### Task
Where the word "unimed" appears in a line of the entries below, count that line and give the total alone.

Photo-based referring expression data
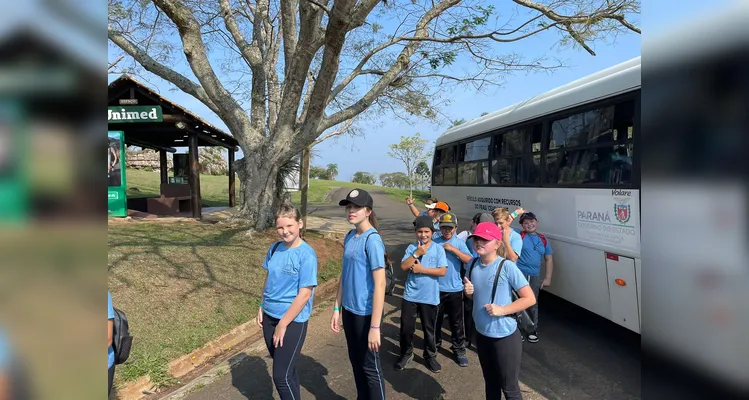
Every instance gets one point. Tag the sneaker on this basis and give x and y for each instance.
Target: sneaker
(433, 365)
(461, 359)
(403, 361)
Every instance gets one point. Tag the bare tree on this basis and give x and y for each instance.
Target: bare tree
(282, 73)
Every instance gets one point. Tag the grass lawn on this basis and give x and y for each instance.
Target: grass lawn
(318, 188)
(215, 189)
(183, 285)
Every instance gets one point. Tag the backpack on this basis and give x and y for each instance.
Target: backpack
(389, 277)
(525, 323)
(540, 235)
(122, 341)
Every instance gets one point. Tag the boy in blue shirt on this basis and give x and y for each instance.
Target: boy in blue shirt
(425, 263)
(451, 286)
(536, 252)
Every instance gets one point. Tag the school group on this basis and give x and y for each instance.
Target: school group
(484, 279)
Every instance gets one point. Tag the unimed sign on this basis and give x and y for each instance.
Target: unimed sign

### Your solution
2